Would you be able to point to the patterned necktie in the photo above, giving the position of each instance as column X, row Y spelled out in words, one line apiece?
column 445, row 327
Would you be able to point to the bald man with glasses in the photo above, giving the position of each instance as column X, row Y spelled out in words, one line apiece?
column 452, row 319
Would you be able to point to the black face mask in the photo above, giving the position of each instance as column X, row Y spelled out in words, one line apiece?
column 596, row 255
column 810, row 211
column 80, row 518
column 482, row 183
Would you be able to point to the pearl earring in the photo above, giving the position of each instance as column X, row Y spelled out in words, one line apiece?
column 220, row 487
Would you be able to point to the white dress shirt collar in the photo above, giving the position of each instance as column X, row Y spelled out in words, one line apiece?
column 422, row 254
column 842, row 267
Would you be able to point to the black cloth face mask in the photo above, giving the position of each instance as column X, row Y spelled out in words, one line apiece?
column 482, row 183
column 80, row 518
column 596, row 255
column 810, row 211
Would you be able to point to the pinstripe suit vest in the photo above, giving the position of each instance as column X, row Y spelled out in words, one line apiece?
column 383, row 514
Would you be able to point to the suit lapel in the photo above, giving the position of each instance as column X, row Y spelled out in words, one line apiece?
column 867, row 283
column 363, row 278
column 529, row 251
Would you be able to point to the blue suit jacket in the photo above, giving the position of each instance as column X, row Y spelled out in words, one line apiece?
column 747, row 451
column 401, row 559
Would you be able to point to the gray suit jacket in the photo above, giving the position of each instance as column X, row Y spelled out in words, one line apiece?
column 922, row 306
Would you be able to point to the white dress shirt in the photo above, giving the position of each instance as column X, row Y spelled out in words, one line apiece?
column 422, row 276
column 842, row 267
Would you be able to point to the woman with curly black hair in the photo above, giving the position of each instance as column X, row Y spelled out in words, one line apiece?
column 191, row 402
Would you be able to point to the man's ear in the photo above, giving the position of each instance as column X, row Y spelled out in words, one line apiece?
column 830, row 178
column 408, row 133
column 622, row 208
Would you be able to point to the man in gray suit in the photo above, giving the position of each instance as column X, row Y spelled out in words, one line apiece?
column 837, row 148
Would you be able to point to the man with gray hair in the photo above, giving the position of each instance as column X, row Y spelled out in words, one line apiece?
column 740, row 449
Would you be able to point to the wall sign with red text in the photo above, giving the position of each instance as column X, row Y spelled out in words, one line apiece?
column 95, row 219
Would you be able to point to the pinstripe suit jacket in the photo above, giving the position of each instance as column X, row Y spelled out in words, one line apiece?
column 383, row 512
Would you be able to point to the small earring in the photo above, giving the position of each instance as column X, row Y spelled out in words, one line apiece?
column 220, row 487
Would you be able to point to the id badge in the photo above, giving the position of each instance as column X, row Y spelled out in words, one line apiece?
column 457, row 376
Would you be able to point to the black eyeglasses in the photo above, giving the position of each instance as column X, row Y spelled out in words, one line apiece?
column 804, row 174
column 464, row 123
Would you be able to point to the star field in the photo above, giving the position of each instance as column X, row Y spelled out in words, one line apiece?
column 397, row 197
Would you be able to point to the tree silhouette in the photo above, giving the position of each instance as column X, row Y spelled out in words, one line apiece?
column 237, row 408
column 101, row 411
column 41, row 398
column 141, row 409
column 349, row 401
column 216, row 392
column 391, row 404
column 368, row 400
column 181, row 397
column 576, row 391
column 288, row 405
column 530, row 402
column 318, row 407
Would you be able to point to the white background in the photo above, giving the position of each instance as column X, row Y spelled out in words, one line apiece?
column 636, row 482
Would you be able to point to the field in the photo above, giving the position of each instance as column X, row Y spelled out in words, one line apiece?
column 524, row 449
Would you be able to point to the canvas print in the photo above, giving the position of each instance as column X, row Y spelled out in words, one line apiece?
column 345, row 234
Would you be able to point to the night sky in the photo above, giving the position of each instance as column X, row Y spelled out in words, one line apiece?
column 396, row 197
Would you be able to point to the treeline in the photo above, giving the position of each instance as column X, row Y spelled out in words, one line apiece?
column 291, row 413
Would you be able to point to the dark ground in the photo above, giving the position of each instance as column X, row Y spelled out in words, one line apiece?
- - -
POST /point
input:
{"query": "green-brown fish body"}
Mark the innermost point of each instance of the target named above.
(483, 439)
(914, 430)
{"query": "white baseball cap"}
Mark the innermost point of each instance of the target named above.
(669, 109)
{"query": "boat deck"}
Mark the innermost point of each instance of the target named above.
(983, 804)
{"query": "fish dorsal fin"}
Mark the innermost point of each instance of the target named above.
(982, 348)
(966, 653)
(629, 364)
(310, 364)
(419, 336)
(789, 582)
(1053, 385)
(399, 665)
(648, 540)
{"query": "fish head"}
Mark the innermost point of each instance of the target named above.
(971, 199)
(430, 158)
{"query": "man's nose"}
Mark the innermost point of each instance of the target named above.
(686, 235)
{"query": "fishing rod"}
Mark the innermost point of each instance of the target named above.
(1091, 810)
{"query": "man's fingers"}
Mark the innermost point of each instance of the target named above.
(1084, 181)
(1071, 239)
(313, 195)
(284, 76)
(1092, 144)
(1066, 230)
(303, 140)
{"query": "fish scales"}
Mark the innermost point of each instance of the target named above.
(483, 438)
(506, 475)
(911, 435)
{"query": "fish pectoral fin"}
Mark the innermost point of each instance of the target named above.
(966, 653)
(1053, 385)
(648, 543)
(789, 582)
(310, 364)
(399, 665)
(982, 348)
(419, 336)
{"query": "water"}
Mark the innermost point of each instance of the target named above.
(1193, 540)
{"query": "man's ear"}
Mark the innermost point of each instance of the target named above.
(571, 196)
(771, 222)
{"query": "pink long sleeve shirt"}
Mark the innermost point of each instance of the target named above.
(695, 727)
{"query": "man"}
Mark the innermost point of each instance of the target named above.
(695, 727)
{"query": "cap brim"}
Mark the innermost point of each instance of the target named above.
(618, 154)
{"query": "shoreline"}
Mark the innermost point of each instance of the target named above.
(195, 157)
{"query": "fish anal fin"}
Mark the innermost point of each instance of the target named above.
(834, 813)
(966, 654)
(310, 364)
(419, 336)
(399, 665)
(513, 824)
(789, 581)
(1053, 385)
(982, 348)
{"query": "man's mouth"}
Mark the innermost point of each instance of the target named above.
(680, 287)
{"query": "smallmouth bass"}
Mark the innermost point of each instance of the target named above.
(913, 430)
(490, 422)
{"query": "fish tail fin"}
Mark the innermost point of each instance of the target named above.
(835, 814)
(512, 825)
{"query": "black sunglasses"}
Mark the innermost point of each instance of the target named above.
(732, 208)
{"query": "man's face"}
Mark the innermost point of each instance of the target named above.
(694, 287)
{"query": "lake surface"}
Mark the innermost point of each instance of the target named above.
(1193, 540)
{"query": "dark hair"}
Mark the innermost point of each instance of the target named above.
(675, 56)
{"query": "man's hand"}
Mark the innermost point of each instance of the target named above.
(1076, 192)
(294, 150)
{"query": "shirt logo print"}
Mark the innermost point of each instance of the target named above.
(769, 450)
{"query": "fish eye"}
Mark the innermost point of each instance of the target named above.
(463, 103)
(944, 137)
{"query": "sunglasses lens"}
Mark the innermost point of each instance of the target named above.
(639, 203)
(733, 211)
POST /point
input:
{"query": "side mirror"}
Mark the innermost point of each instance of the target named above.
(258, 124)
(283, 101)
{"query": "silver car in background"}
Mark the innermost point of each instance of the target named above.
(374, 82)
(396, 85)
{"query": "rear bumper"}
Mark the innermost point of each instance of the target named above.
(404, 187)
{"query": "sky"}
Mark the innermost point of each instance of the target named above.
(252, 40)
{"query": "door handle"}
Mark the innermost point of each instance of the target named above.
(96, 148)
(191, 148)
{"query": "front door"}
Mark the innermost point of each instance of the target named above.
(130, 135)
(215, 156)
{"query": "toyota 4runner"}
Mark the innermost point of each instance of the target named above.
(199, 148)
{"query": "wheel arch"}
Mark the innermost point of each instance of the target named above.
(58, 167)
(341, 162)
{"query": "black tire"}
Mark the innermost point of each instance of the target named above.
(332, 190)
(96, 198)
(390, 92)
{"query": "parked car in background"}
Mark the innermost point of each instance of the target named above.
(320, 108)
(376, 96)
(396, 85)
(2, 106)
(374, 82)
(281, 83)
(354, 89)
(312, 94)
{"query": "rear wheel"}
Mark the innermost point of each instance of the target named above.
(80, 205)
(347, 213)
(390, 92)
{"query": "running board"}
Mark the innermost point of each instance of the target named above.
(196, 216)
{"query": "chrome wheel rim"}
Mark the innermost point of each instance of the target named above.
- - -
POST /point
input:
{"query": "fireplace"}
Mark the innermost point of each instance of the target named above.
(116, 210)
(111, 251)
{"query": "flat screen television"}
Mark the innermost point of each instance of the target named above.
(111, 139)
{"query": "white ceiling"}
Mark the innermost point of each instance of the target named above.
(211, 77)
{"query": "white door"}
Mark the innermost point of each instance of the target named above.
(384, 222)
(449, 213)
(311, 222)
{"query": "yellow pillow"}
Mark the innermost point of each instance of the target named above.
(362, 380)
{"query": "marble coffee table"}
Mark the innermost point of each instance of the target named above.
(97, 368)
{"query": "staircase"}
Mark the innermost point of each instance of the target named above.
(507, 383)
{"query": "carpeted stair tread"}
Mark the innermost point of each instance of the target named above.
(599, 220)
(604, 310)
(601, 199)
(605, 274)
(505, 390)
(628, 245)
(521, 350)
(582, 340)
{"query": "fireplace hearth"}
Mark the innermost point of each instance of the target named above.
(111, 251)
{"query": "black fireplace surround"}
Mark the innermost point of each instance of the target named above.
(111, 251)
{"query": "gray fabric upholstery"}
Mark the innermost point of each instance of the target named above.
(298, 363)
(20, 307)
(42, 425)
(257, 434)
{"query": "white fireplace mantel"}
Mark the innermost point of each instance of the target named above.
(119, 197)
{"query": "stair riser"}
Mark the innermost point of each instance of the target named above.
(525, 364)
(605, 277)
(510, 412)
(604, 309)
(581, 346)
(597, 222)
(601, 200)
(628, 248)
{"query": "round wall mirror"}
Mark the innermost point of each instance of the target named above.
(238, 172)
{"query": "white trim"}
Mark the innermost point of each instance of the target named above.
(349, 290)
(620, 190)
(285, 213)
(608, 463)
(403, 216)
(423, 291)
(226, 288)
- - -
Rewrite the records between the lines containing "Would you be able to point to the id" and "column 457, row 376", inclusive, as a two-column CSV headed instruction and output. Give one row per record, with the record's text and its answer each in a single quoted field and any line breaks turned into spaces.

* **Reply**
instruction,output
"Would you be able to point to the id badge in the photo above, giving the position of each instance as column X, row Y spelled out in words, one line apiece?","column 457, row 376"